§ What you have to do
How many lines in the rows below contain the string "headband"? Case counts; reply with the number only.

Point annotation dataset rows

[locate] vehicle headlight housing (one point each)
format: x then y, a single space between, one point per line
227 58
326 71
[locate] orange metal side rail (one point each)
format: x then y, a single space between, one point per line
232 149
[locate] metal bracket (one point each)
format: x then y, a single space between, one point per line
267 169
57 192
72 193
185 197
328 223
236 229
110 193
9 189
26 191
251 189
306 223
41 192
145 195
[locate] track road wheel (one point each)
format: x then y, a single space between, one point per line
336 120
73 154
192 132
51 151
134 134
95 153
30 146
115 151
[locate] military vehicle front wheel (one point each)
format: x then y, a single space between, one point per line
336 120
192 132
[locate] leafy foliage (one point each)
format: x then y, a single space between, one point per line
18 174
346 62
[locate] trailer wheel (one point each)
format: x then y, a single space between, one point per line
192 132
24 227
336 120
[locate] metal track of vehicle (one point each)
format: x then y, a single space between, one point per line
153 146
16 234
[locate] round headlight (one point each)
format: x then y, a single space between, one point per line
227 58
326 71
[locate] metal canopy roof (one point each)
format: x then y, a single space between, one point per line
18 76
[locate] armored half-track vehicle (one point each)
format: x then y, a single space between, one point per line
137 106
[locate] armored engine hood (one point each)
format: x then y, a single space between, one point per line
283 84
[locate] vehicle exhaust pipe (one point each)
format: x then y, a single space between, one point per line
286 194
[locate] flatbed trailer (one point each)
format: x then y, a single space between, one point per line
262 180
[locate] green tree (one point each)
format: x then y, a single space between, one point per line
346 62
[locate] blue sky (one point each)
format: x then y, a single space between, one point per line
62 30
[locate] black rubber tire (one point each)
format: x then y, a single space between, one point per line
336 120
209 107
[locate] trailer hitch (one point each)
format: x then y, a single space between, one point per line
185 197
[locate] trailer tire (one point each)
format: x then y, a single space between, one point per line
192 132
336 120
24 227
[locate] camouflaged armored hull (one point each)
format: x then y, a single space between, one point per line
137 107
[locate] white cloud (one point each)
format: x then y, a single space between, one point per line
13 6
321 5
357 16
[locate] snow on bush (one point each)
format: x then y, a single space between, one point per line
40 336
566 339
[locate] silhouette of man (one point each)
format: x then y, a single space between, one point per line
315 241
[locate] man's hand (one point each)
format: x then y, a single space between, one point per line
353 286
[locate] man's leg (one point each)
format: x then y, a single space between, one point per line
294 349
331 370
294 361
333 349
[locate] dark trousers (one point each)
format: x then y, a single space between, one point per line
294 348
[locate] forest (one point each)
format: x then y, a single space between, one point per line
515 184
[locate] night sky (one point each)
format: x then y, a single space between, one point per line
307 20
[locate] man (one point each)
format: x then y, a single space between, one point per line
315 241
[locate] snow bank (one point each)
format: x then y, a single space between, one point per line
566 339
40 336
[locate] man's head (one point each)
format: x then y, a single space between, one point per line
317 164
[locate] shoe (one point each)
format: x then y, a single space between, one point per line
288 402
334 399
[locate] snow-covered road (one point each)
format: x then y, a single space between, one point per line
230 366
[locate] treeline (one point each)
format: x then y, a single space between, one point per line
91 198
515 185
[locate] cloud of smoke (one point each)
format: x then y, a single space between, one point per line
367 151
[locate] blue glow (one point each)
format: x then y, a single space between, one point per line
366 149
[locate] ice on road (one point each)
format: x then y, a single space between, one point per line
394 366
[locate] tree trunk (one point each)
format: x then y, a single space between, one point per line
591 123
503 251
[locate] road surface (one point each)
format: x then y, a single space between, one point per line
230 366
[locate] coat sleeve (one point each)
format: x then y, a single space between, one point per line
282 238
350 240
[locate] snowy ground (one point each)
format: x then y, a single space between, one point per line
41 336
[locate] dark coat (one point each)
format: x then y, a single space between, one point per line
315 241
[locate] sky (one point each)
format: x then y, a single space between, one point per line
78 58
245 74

--

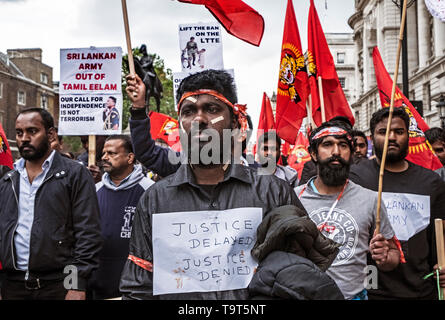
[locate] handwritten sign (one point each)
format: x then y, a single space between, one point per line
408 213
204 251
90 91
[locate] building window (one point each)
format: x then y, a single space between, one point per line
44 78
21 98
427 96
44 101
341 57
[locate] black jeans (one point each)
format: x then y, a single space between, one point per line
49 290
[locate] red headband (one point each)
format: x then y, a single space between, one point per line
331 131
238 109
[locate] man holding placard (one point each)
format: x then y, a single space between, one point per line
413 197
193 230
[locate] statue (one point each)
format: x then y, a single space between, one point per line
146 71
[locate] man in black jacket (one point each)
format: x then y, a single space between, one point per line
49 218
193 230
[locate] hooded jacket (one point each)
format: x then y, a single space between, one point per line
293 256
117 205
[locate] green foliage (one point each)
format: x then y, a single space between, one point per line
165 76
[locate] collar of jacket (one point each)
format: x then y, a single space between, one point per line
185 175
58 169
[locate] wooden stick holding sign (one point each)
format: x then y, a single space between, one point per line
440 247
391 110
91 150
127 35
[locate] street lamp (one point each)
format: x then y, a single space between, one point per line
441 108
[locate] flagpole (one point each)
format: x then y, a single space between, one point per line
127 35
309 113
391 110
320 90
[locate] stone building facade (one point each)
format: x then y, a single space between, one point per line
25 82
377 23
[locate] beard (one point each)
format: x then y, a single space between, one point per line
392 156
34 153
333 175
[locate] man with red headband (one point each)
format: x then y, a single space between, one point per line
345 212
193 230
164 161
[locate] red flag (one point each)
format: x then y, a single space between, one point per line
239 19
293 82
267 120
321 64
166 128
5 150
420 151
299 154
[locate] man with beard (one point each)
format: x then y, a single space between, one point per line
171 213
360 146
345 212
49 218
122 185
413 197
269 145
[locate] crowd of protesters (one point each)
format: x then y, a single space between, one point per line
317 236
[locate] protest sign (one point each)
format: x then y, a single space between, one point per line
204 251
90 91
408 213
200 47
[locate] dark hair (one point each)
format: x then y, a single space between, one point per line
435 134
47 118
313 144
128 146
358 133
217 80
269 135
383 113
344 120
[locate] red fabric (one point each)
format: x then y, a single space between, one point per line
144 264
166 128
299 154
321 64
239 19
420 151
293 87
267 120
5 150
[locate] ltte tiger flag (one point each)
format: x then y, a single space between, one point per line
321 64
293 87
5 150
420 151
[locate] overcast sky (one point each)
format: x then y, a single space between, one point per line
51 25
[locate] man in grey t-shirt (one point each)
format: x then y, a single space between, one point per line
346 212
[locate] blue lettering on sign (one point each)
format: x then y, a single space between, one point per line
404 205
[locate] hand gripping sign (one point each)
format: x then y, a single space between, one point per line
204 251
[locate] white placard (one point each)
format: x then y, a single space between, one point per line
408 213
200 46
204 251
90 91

§ Solution to this task
2